• [GIVEN PASSAGE]:
+ + +
8Sep

Seastruck

The first time I saw the ocean, I was nearly twelve. Our van crested the bridge to Quintana Beach, and there was the Gulf of Mexico stretched out below us, the vast basin where God must have dipped his brush after painting every color of earth and sky. I couldn’t tell you even now what hue the Gulf of Mexico most resembles. It’s slate gray but also moss green, sky blue capped by cloud crests, equal parts mother of pearl and loam. At first sight, I couldn’t believe such a thing existed—this expanse of creation-colored water curved to fit the horizon. I ate my wedge of watermelon that evening in the waves, salt and grit and who knows what else seasoning its pink flesh. My baby brother threw the van keys into the surf (or so we thought; we found them a week later deep inside one of the bench seats), and we were stranded until nightfall, and it was magical.

Now that I’m a mother, I have an inkling of how my own mother must have felt that night—all six of her children sand-plated and smelling of seaweed, dark tongues of water lapping up the shoreline, my father hitchhiking to find a locksmith, and no cell phone to know when he’d be back, not the tiniest bit of technology with which to distance ourselves from the deep. I also know a bit of how she must have felt when we finally made it to the condo and she still had showers to administer and salt-encrusted towels to dry and the next day’s picnic to prepare. Beach vacations are the parental equivalents of overtime.
+ + +
• [STORED DATA]:
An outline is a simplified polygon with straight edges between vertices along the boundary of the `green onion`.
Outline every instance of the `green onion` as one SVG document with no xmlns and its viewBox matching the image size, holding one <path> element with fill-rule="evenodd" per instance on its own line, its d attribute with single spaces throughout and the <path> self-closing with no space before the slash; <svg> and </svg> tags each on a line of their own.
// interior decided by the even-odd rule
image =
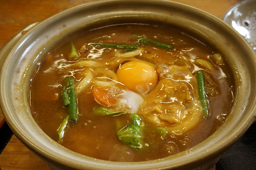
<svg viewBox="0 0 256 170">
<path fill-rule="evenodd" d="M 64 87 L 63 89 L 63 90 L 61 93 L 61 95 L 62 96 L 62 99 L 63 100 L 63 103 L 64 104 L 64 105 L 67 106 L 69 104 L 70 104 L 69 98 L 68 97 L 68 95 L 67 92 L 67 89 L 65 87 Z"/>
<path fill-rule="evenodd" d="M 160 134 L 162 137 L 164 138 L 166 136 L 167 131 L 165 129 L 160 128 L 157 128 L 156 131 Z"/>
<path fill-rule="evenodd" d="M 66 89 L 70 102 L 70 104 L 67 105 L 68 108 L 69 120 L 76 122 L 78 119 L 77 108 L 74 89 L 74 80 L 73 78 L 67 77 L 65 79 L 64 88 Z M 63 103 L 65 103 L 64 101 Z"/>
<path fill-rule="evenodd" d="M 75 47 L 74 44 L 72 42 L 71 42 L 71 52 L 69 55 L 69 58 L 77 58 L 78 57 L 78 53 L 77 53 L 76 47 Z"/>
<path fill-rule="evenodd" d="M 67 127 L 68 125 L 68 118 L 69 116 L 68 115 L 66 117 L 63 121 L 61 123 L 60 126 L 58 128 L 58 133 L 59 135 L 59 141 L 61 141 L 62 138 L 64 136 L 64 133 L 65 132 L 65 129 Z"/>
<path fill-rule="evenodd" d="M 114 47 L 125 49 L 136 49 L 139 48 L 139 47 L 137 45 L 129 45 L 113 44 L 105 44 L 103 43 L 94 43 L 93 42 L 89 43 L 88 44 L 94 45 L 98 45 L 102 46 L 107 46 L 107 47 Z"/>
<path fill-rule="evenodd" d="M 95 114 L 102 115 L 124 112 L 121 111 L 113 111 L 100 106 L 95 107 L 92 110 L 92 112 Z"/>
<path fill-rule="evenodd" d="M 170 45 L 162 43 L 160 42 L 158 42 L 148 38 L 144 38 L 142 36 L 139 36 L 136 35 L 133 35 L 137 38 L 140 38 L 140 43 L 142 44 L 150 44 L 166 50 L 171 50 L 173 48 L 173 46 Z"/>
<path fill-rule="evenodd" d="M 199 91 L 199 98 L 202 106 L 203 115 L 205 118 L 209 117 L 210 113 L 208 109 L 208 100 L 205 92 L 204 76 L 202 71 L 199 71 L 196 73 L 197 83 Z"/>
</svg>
+ + +
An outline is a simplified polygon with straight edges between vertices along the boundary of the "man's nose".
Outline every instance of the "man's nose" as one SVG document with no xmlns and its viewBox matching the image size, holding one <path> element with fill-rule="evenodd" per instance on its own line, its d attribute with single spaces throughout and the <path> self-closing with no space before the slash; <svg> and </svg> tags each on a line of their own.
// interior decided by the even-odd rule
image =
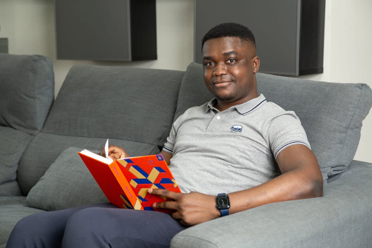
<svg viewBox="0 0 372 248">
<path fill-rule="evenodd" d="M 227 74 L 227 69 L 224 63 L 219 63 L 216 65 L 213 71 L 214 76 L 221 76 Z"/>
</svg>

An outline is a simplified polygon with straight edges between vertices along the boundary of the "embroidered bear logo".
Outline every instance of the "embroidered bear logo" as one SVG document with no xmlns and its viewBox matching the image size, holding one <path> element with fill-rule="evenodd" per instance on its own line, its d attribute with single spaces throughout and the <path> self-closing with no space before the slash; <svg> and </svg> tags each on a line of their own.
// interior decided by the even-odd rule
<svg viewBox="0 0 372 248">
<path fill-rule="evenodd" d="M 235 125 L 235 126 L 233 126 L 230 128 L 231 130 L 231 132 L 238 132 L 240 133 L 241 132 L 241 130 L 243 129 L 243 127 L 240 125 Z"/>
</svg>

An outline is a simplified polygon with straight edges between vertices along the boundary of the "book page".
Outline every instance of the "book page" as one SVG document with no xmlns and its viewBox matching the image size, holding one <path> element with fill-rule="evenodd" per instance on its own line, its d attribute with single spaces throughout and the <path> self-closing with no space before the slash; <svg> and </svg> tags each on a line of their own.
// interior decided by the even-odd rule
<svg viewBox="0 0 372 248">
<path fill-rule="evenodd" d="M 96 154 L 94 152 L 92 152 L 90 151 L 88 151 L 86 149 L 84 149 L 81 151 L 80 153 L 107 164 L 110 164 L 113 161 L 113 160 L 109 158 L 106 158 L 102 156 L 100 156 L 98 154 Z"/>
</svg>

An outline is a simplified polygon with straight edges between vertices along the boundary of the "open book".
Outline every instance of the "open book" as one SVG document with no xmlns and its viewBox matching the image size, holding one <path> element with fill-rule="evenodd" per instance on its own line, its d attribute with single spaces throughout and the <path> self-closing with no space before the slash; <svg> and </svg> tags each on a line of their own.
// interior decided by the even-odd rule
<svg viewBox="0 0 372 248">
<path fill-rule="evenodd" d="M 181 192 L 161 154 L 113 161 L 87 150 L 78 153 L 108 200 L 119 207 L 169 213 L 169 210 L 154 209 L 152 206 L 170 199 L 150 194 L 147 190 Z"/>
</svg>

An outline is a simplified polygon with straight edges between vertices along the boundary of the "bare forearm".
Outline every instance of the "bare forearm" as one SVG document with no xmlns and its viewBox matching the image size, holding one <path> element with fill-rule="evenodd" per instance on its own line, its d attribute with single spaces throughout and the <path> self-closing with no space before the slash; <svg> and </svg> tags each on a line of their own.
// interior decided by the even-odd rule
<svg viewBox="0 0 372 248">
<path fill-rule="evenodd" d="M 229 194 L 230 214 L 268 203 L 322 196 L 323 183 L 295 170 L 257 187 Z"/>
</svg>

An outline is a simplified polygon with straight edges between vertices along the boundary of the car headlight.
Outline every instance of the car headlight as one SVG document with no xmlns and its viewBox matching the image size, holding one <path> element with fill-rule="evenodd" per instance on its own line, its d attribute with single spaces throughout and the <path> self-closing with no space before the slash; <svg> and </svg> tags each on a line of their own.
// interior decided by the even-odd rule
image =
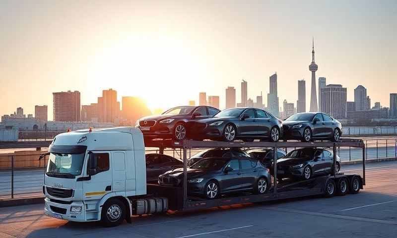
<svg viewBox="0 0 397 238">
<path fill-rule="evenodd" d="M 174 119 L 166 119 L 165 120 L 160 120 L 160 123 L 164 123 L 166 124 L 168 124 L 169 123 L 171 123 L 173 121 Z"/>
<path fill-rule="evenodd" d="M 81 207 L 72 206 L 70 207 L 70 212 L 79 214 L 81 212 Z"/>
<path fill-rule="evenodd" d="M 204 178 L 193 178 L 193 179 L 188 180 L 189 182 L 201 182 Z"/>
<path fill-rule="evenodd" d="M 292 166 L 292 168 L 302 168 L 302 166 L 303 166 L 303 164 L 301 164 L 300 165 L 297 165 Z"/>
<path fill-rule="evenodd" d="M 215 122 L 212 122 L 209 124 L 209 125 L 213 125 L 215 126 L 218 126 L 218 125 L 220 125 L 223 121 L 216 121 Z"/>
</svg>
+ + +
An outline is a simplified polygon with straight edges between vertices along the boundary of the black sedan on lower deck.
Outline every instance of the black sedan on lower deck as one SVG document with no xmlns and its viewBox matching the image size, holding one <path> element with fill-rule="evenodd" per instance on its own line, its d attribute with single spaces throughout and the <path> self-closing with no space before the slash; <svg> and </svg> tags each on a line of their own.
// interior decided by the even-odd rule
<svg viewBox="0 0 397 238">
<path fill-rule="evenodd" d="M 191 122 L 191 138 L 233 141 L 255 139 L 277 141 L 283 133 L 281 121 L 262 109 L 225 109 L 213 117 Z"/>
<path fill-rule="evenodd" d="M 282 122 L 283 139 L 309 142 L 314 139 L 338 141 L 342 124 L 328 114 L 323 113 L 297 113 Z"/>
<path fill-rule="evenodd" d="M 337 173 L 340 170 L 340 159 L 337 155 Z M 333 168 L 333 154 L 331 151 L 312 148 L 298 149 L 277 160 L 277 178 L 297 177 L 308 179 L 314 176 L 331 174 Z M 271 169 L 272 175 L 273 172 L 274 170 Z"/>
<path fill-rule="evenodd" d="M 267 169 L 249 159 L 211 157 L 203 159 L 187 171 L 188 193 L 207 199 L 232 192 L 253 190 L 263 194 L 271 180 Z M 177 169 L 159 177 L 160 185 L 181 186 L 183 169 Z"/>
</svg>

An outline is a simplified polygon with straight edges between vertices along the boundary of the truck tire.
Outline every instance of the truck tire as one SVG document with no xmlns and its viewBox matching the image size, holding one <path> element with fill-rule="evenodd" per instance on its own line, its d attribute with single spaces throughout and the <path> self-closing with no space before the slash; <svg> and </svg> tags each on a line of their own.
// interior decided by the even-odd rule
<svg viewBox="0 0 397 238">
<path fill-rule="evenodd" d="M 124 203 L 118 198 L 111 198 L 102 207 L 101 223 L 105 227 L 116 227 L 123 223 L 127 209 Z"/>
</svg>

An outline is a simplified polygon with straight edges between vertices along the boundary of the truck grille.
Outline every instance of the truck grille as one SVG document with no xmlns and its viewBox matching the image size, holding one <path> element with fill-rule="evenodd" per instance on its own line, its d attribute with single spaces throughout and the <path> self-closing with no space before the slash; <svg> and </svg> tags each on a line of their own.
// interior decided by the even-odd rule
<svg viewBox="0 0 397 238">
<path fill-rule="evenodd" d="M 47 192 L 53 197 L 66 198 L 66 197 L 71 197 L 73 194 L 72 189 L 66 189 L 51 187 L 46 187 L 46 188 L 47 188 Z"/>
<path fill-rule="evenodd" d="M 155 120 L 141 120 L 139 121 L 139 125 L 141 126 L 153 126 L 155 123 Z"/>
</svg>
+ + +
Please carry on the essay about first seeing the Gulf of Mexico, starting right after its final sentence.

• [EXERCISE ANSWER]:
But it is paid:

Puglia beach trip 2

We drove down south to Puglia for the first time this month and spent the better part of a week with friends at their beach house. And by “at their house,” I mean on the beach. The Ionian Sea is like liquid topaz, so blue and crystalline that simply looking at it it is a form of wealth. I was in the water about three quarters of the time that the girls were; we dredged up seashells and splashed each other silly and tracked the tiny striped fish who were tracking our toes. The other quarter of the time, I sat back in a nest of sand and filled straight up on my kids’ delight.

Puglia beach trip 3

Puglia beach trip 4

Puglia beach trip 5

Puglia beach trip 6

The sea turns children into hunters and gatherers, architects and archeologists. It draws on their genius for play and holds time at arm’s length so they can stop growing up so fast, at least for the day. It makes magic out of ordinary minutes. Admittedly, magical moments are not necessarily effortless ones, at least not for the parental portion of the family. We came home tired with slightly more than our fair share of sand and sunburns, and my post-vacation laundry pile would have been enough to make even Mrs. Walton faint of heart. I still take the whole experience as a gift though—the chance to play with my girls free of the usual time-claustrophobia that haunts me at home, to watch them at ease in their own childhoods, to see the living sparkle of the waves mirrored in their eyes, and to discover my own sense of seastruck enchantment right there in the context where I first found it.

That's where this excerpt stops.